** Excerpted records follows **
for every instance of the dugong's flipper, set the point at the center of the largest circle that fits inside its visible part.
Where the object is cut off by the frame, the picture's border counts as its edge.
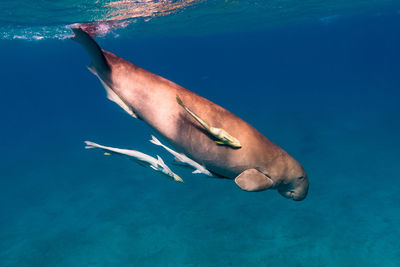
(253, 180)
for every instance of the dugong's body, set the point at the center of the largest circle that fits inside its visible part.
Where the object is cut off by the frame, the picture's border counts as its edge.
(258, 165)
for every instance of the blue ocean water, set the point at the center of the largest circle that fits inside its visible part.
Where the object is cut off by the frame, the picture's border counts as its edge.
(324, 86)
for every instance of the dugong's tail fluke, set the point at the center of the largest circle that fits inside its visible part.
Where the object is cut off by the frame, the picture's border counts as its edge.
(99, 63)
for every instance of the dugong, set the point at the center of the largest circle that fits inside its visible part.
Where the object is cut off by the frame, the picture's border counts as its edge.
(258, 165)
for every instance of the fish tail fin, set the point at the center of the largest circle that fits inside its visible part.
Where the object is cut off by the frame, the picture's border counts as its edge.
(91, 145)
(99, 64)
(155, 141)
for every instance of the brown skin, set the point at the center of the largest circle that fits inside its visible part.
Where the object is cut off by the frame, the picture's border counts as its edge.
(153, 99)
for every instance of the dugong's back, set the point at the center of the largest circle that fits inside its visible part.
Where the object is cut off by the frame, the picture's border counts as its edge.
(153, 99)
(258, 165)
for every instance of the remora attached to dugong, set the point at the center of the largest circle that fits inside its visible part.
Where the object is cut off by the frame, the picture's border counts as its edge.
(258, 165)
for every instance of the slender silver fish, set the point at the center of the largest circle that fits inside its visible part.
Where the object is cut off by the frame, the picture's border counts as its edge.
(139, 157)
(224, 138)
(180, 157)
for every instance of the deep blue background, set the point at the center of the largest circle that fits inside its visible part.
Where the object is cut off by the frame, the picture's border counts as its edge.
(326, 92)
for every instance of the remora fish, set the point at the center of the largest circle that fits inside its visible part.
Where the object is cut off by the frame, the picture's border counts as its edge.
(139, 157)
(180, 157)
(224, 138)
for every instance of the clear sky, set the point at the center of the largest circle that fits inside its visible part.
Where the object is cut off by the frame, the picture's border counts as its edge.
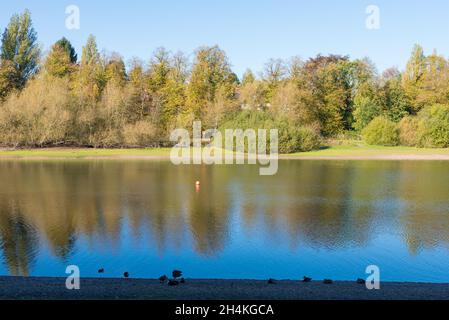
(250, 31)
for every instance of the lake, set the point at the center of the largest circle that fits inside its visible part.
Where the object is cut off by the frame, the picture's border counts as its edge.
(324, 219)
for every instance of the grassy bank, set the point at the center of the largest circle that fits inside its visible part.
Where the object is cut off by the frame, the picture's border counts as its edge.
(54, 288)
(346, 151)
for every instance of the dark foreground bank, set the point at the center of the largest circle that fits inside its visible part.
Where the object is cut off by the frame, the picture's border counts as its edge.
** End of Excerpted records **
> Exercise requirements: Give back the whole of the material exactly, with the pictures removed.

> Exercise answer:
for every instance of the dugong's flipper, set the point at the center of the largest circle that fits inside its visible part.
Where the object is cut off by the frame, the picture's border counts as its edge.
(253, 180)
for every instance of the dugong's body, set the point at the center of the largest circle that fits inside its visible part.
Where the object is cut off by the frame, the picture's border counts as its edge.
(258, 165)
for every instance of the blue ocean water, set the point at the center of the largest circle that fits inside its visible part.
Where the object is cut off by the frame, the picture's border counts as its edge.
(324, 86)
for every instance of the dugong's tail fluke, set the point at the center of the largest circle that fits inside its visible part.
Where the object is cut off by the frame, the picture's border counts as its edge.
(99, 63)
for every instance of the dugong, set the point at the center of the largest circle that fits inside its visible part.
Where the object is cut off by the frame, the picture's border counts as its edge.
(258, 165)
for every instance of the fish tail fin, set the point at the center of the largest circle that fits inside its visible part.
Where the object is cut off by the frame, the picture's border counts as its edge.
(91, 145)
(99, 64)
(155, 141)
for every instance of the brown skin, set the point at the center of the largest circle that fits inside its visible part.
Where the object is cut off by the frame, the picture's border counts as its edge.
(153, 99)
for every instance of the dugong's back, set the point at the center of the largest circle that fits inside its visible part.
Where the object is cut off by the frame, the picture's border counts as its edge.
(153, 99)
(258, 165)
for every instance of the remora attached to dugong, set the point at the center of the largest circle that fits inside its visible part.
Where the object is cut off by the frame, the picture's border counts as its edge.
(258, 165)
for every instance of the slender silver fish, set the point at the center of the largest circle that fits inside its visible part.
Where the object is cut off by the frame, the picture's border counts as its edge.
(139, 157)
(224, 138)
(180, 157)
for every instance of the deep blue background, set the point at the center of the largest circle that fits inside its visible part.
Where the object is cut off by the frame, the picture's border counts as its edge.
(326, 92)
for every instance of the remora fish, set the point at the center of the largest circle that fits inside its visible part.
Where the object is cut off by the frame, the picture's border counts as its edge.
(139, 157)
(180, 157)
(224, 138)
for every instance of the clear sky, set the point at the center of the largest circle that fits inside its visible part.
Where the object is cut off by the frame, the picture's border counts as its edge.
(250, 31)
for every instance of the lake, set the point at the center of the largest circle that fits inside its visible part.
Where the object is cut off by the frame, the picture's border counts as its edge.
(324, 219)
for every instance of the grassy bank, set the point at the center of the largest circle that fits inside its visible part.
Where the object is cut off by the frame, the picture's border counts as its edge.
(54, 288)
(346, 151)
for every instance of the dark foreground bank, set the point at the center of the largest circle that fits inside its visible part.
Where the object is cut off by the frame, the picture's border counts as its edge.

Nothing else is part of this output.